Problem details. Can you update the data below so that every "Detect" becomes "Locate", with nothing else changed? Leave the pictures out of your answer.

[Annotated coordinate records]
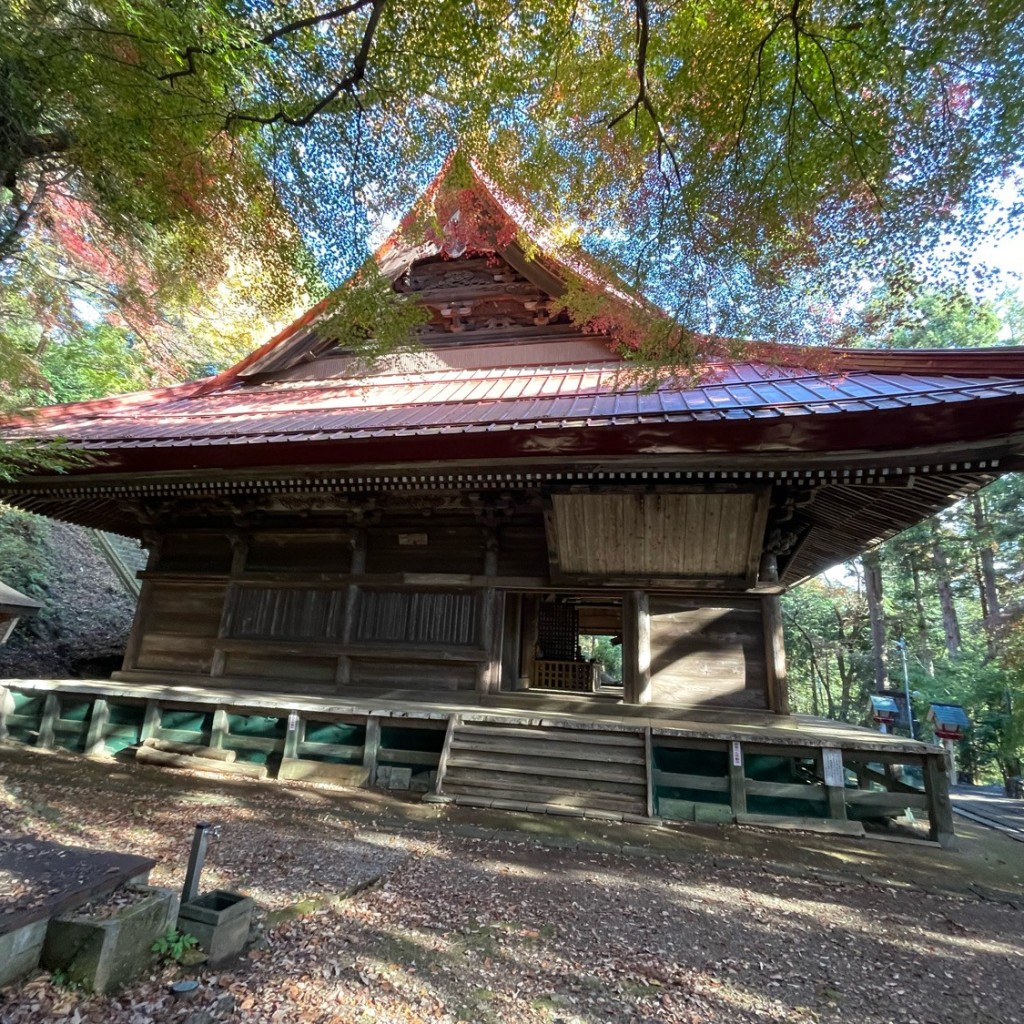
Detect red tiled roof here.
[12,362,1024,450]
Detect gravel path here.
[0,745,1024,1024]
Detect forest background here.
[6,0,1024,780]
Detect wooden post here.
[761,594,790,715]
[818,746,847,821]
[138,700,160,743]
[121,585,154,672]
[36,693,60,748]
[925,754,956,847]
[729,739,746,815]
[643,729,654,818]
[362,715,381,785]
[210,708,228,750]
[497,593,522,690]
[334,528,367,690]
[516,594,541,690]
[85,697,111,758]
[623,590,651,703]
[0,686,14,742]
[434,715,459,796]
[281,711,306,758]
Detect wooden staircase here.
[437,716,648,819]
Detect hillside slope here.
[0,506,142,679]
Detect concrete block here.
[178,889,255,967]
[657,797,694,821]
[0,918,47,985]
[693,804,732,824]
[278,758,370,788]
[40,886,178,992]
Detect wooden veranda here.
[0,678,952,844]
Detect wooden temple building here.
[0,163,1024,840]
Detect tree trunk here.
[931,519,961,658]
[861,549,889,690]
[971,494,1002,649]
[910,559,935,679]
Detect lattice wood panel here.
[530,659,597,693]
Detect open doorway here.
[518,594,623,698]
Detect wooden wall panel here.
[352,590,480,645]
[550,490,768,582]
[498,515,549,580]
[366,519,484,574]
[650,597,768,708]
[129,581,226,674]
[224,651,338,689]
[350,657,477,690]
[230,587,346,641]
[246,530,352,572]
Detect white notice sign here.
[821,746,846,788]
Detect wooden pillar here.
[121,585,153,671]
[498,593,522,690]
[281,711,306,759]
[138,700,160,743]
[0,686,14,742]
[516,594,541,690]
[729,739,746,815]
[85,697,111,758]
[761,594,790,715]
[334,528,367,690]
[476,587,505,693]
[643,729,654,818]
[36,693,60,748]
[210,708,228,750]
[362,715,381,785]
[623,590,651,703]
[434,715,459,796]
[818,746,847,821]
[925,754,956,847]
[476,526,505,693]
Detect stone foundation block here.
[41,886,178,992]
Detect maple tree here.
[0,0,1024,380]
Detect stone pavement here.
[950,785,1024,843]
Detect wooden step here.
[438,720,647,815]
[444,769,646,802]
[456,722,643,746]
[447,748,647,785]
[444,782,644,814]
[452,729,644,766]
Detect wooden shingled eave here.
[833,345,1024,377]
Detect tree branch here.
[608,0,683,181]
[224,0,387,128]
[158,0,375,82]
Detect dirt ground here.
[0,748,1024,1024]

Task response.
Locate red tiled roof here.
[12,362,1024,450]
Locate gravel path here.
[0,745,1024,1024]
Locate forest background here.
[6,0,1024,780]
Locate wooden post here.
[761,594,790,715]
[818,746,847,821]
[138,700,160,743]
[121,585,154,672]
[36,693,60,748]
[925,754,956,847]
[729,739,746,815]
[643,729,654,818]
[362,715,381,785]
[210,708,228,750]
[497,593,522,690]
[334,528,367,690]
[516,594,541,690]
[85,697,111,758]
[623,590,651,703]
[0,686,14,742]
[434,715,459,796]
[281,711,306,758]
Locate wooden staircase here.
[437,716,648,819]
Locate hillside slope here.
[0,506,142,679]
Locate concrete block here.
[178,889,255,967]
[657,797,694,821]
[0,918,47,985]
[693,804,732,824]
[278,758,370,788]
[40,886,178,992]
Locate wooden veranda here.
[0,678,952,844]
Locate wooden temple building here.
[0,163,1024,840]
Locate tree trunk here.
[931,519,961,658]
[861,549,889,690]
[971,494,1002,649]
[910,559,935,679]
Locate lattice wood panel here.
[530,659,597,693]
Locate open doorway here.
[518,594,623,698]
Locate wooden wall panel here.
[352,590,480,645]
[550,490,768,582]
[498,515,549,580]
[366,519,484,574]
[650,597,768,708]
[129,581,226,674]
[224,651,338,689]
[350,657,477,690]
[230,587,346,641]
[246,530,352,572]
Locate white notice sign here.
[821,746,846,788]
Locate wooden pillar here.
[121,585,153,671]
[498,593,522,690]
[281,711,306,759]
[138,700,160,743]
[0,686,14,742]
[516,594,541,690]
[729,739,746,815]
[85,697,111,758]
[761,594,790,715]
[334,528,367,690]
[476,587,505,693]
[643,729,654,818]
[36,693,60,748]
[210,708,228,750]
[362,715,381,785]
[623,590,651,703]
[434,715,459,796]
[818,746,847,821]
[925,754,956,847]
[476,526,505,693]
Locate stone foundation block here.
[41,886,178,992]
Locate maple tree here.
[0,0,1024,380]
Locate stone pavement here.
[950,785,1024,843]
Locate wooden step here.
[438,720,647,815]
[444,769,646,802]
[456,722,643,746]
[447,748,647,785]
[444,782,644,814]
[452,729,644,766]
Locate wooden shingled eave here.
[833,345,1024,377]
Locate tree branch here.
[608,0,683,181]
[224,0,387,128]
[158,0,375,82]
Locate dirt ground here.
[0,748,1024,1024]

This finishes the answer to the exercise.